[Begin DATA FOR THIS TASK]

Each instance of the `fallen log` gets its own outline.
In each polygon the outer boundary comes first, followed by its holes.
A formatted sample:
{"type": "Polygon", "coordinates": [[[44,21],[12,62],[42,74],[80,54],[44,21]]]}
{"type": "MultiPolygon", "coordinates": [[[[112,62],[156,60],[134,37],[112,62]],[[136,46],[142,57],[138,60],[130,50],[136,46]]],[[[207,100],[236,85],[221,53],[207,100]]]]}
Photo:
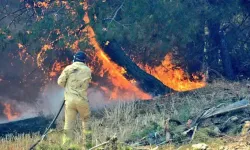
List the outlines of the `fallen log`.
{"type": "Polygon", "coordinates": [[[125,68],[127,77],[135,79],[144,92],[150,93],[153,96],[174,92],[154,76],[138,67],[129,56],[125,54],[121,46],[115,40],[110,41],[108,45],[104,46],[104,51],[112,61],[125,68]]]}
{"type": "MultiPolygon", "coordinates": [[[[46,129],[50,121],[51,119],[49,118],[34,117],[0,124],[0,137],[6,136],[7,134],[18,135],[35,132],[39,132],[40,134],[46,129]]],[[[52,127],[55,128],[55,125],[52,127]]]]}

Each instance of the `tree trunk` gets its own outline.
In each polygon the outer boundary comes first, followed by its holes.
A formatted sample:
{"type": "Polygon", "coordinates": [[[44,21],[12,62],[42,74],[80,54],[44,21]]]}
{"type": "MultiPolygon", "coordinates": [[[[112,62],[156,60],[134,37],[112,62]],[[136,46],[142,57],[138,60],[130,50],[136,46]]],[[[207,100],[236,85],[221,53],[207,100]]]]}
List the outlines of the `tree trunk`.
{"type": "Polygon", "coordinates": [[[220,41],[221,41],[221,59],[222,59],[222,65],[224,69],[224,74],[229,80],[234,80],[235,75],[233,72],[233,67],[232,67],[232,62],[231,62],[231,57],[229,54],[229,50],[227,47],[227,43],[225,41],[225,36],[223,31],[220,31],[220,41]]]}
{"type": "Polygon", "coordinates": [[[165,95],[171,92],[171,89],[166,87],[161,81],[146,73],[132,62],[115,40],[110,41],[104,47],[104,51],[112,61],[126,69],[127,78],[135,79],[143,91],[154,96],[165,95]]]}
{"type": "Polygon", "coordinates": [[[210,52],[209,52],[209,66],[214,70],[220,70],[220,61],[224,76],[229,79],[234,79],[232,62],[227,48],[224,35],[220,34],[221,23],[218,20],[209,20],[208,28],[210,33],[210,52]],[[220,57],[219,57],[220,56],[220,57]]]}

[End DATA FOR THIS TASK]

Apart from the pictures, the entries above are to be repeated in full and exactly.

» THE RESPONSE:
Each instance of the `fallen log` gets its own outline.
In each polygon the outer boundary comes first, followed by its holes.
A formatted sample:
{"type": "Polygon", "coordinates": [[[44,21],[12,62],[42,74],[80,54],[44,21]]]}
{"type": "MultiPolygon", "coordinates": [[[[112,62],[156,60],[134,37],[112,62]],[[136,46],[142,57],[138,60],[130,50],[136,46]]],[[[207,100],[236,85],[221,53],[207,100]]]]}
Photo:
List the outlines of the `fallen log`.
{"type": "Polygon", "coordinates": [[[125,68],[127,77],[135,79],[144,92],[150,93],[153,96],[174,92],[154,76],[138,67],[129,56],[125,54],[121,46],[115,40],[110,41],[108,45],[104,46],[104,51],[112,61],[125,68]]]}
{"type": "MultiPolygon", "coordinates": [[[[46,129],[50,121],[51,119],[49,118],[34,117],[0,124],[0,137],[6,136],[7,134],[18,135],[35,132],[39,132],[40,134],[46,129]]],[[[52,127],[55,128],[55,125],[52,127]]]]}

Each instance of the `tree trunk` gets its own outline.
In each polygon the outer boundary comes first, followed by its holes.
A formatted sample:
{"type": "Polygon", "coordinates": [[[44,21],[12,62],[42,74],[80,54],[44,21]]]}
{"type": "MultiPolygon", "coordinates": [[[[112,62],[156,60],[134,37],[112,62]],[[136,46],[142,57],[138,60],[130,50],[136,46]]],[[[207,100],[236,85],[221,53],[207,100]]]]}
List the outlines of the `tree trunk`.
{"type": "Polygon", "coordinates": [[[220,41],[221,41],[221,59],[222,59],[222,65],[224,69],[224,74],[229,80],[234,80],[235,75],[233,72],[233,67],[232,67],[232,62],[231,62],[231,57],[229,54],[229,50],[227,47],[227,43],[225,41],[225,36],[223,31],[220,31],[220,41]]]}
{"type": "Polygon", "coordinates": [[[165,95],[171,92],[171,89],[166,87],[161,81],[146,73],[132,62],[115,40],[110,41],[104,47],[104,51],[112,61],[126,69],[127,78],[135,79],[143,91],[154,96],[165,95]]]}
{"type": "Polygon", "coordinates": [[[210,52],[209,52],[209,66],[214,70],[220,70],[220,61],[224,76],[229,79],[234,79],[232,62],[227,48],[224,35],[220,34],[221,23],[218,20],[209,20],[208,28],[210,33],[210,52]],[[220,57],[219,57],[220,56],[220,57]]]}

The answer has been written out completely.